> **DOCUMENT SEGMENT**
Current State Assessment

What We Have

Static Python IR (src/multigen/frontend/static_ir.py - 922 lines)

  • Well-designed visitor pattern architecture
  • Type system mapping (Python → C types via IRDataType)
  • Comprehensive IR nodes:
  • IRModule, IRFunction, IRVariable
  • IRStatement, IRExpression
  • IRAssignment, IRBinaryOperation, IRLiteral
  • IRIf, IRWhile, IRFor
  • IRReturn, IRFunctionCall
  • Location tracking for debugging
  • Serialization via to_dict()
  • IRBuilder for AST → IR conversion

Current Usage: Defined but not actively used in pipeline. Current flow:

Python AST → Backend-specific code generation (6 backends)

Proposed Flow:

Python AST → Static IR → LLVM IR → Native binary/WebAssembly/etc.

Existing Backends Performance

For reference, current backend status (v0.1.52):

  • C++: 7/7 benchmarks (100%) - 422ms compile, 236ms execute, 36KB binary
  • C: 7/7 benchmarks (100%) - 658ms compile, 238ms execute, 82KB binary
  • Rust: 7/7 benchmarks (100%) - Production-ready
  • Go: 7/7 benchmarks (100%) - 63ms compile, 42ms execute, 2365KB binary
  • OCaml: 7/7 benchmarks (100%) - 209ms compile, 167ms execute, 771KB binary
  • Haskell: 6/7 benchmarks (86%) - Functionally complete

Strategic Analysis

Why This Makes Sense

1. Architectural Alignment

MultiGen's Static IR was designed to bridge Python AST and code generation. LLVM IR serves the same purpose but with industrial-strength optimization and multiple backend targets.

Current:  Python AST → [Static IR (unused)] → 6 separate backends
Proposed: Python AST → Static IR → LLVM IR → Multiple targets

2. Multiple Targets from One Implementation

Python AST → Static IR → LLVM IR → {
    - x86_64 native binary
    - ARM native binary
    - WebAssembly
    - RISC-V
    - Your existing C/C++/Rust backends (as alternative path)
}

3. LLVM Optimization Advantage

  • Industry-proven optimization passes (inlining, dead code elimination, constant folding)
  • Often produces code faster than hand-written C
  • Continuous improvement from LLVM community

4. Reduced Long-term Maintenance

  • One IR → many targets (vs maintaining 6+ separate backends)
  • LLVM handles architecture-specific optimizations
  • Focus effort on Python → IR quality, not code generation details

Why This Could Be Challenging

1. LLVM Dependency Size

  • LLVM libraries: ~100MB+
  • May not be suitable for minimal deployments
  • Solution: Keep existing backends for lightweight use cases

2. Python-LLVM Impedance Mismatch

  • Garbage Collection: Python has GC, LLVM doesn't (need runtime support)
  • Strings: Python strings are complex objects, LLVM has char arrays
  • Dynamic Features: Python's dynamism doesn't map cleanly to static LLVM
  • Solution: Runtime library for Python semantics (similar to current C runtime)

> **MATERIAL SHOWN**
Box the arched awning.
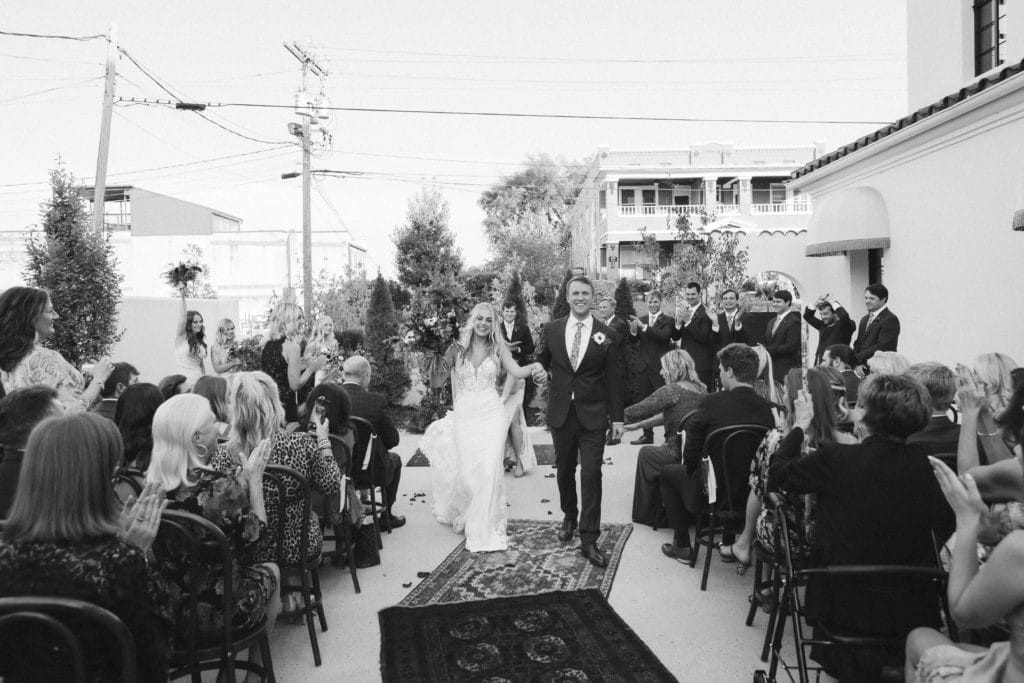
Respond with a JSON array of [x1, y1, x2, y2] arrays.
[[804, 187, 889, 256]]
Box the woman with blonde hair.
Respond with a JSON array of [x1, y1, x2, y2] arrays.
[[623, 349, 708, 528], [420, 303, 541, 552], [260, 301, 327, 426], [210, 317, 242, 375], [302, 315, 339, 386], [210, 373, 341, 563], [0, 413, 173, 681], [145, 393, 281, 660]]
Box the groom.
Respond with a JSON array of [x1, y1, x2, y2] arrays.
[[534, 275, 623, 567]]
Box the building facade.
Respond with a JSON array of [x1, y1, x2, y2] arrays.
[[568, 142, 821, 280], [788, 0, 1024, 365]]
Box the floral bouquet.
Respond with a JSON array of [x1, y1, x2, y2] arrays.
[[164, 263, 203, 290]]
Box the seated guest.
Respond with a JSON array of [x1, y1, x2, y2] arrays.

> **GIVEN PROBLEM**
Decide whether each statement agrees with the MultiGen assessment above. Answer yes or no for each, quoting the words from the assessment that decide it.
(a) The Static IR is currently in active use in the pipeline.
(b) The Haskell backend passes all seven benchmarks.
(c) The LLVM libraries take up roughly 100MB or more.

> **TASK RESPONSE**
(a) No: "Defined but not actively used in pipeline."
(b) No: "Haskell: 6/7 benchmarks (86%)"
(c) Yes: "LLVM libraries: ~100MB+"